**ACTIVITY**. Check every line below for the word "Category" and copy each one that has it.
BEGIN SUPPLIED INFORMATION
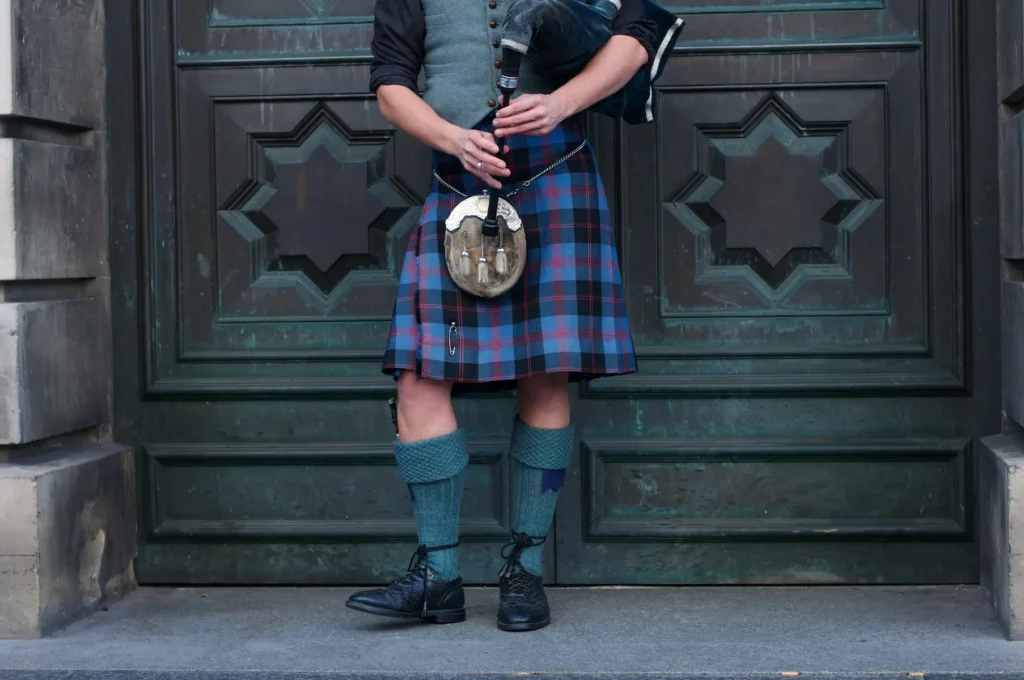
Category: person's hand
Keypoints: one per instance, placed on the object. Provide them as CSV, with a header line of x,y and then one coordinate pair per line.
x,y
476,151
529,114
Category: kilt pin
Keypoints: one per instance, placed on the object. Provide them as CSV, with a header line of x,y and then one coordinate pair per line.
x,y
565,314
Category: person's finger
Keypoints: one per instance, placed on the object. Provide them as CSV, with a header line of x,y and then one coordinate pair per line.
END SUPPLIED INFORMATION
BEGIN SUPPLIED INFORMATION
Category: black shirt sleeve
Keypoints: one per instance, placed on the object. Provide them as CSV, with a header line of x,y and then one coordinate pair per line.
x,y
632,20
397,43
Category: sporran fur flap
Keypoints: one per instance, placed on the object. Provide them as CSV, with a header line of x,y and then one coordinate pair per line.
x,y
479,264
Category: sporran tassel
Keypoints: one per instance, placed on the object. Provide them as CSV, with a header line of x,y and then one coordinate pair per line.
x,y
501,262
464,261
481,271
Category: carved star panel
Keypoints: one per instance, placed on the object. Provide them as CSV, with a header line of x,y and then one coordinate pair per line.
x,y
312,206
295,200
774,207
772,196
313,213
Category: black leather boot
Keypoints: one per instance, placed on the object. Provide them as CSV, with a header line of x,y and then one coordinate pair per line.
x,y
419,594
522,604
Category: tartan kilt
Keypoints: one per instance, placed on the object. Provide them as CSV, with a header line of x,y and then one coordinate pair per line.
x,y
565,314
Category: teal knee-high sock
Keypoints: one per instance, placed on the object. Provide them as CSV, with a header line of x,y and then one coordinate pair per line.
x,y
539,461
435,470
END SUPPLIED INFORMATION
**RESULT**.
Category: person's hand
Category: kilt pin
Category: person's finger
Category: black shirt sleeve
Category: sporran fur flap
Category: sporran tassel
Category: carved star panel
Category: black leather boot
Category: tartan kilt
Category: teal knee-high sock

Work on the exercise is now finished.